[[ EXERCISE INPUTS open ]]

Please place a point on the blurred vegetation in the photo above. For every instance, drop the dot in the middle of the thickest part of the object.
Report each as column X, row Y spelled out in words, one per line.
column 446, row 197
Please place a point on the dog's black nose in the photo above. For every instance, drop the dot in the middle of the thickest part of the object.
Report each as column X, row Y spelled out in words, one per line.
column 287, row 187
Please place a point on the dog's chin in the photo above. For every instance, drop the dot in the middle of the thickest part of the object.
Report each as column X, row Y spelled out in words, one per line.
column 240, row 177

[[ EXERCISE INPUTS closed ]]
[[ EXERCISE INPUTS open ]]

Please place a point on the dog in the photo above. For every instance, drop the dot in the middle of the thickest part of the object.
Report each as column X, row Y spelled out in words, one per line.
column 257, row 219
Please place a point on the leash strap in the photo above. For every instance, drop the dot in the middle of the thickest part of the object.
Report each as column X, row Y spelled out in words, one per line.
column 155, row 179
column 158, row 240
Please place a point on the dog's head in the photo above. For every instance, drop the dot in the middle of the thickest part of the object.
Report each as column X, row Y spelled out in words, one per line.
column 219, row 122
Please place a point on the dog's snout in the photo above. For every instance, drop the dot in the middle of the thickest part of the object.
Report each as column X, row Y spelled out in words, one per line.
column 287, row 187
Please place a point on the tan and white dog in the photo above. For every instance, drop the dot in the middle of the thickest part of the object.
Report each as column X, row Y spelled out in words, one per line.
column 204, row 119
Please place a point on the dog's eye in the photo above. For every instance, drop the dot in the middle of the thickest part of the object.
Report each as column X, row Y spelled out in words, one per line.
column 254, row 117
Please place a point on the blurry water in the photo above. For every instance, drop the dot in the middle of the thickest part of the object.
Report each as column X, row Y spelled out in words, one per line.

[[ EXERCISE INPUTS closed ]]

The expected answer is a copy of each line above containing "middle".

Please place a point on the blurred vegetation in the photo above. For every instance, drop the dot in the middle of the thickest part of the object.
Please place a point on the dog's black nose in the photo above. For every instance, drop the dot in the middle of the thickest part of the object.
Please place a point on the dog's chin in the photo above. For every instance, drop the dot in the middle of the thickest part of the object.
Please place a point on the dog in the photo above. For every instance, drop the dot in the middle of the thickest part of the object.
Please place a point on the leash strap in the photo above. For every instance, drop the dot in the middle of the thickest part of the object.
Please place a point on the dog's head in the photo above. For every instance, drop the dot in the middle of the thickest part of the object.
Please place a point on the dog's snout in the photo above. For every instance, drop the dot in the middle of the thickest part of the object.
Please place a point on the tan and white dog in the photo above. For every instance, drop the dot in the middle of the thickest part of the object.
Please place a point on the dog's eye in the photo above. For every instance, drop the dot in the middle of the thickest part of the object.
Please place a point on the blurry water in the photo above. For every instance, drop the dot in the middle of the thickest part of the object.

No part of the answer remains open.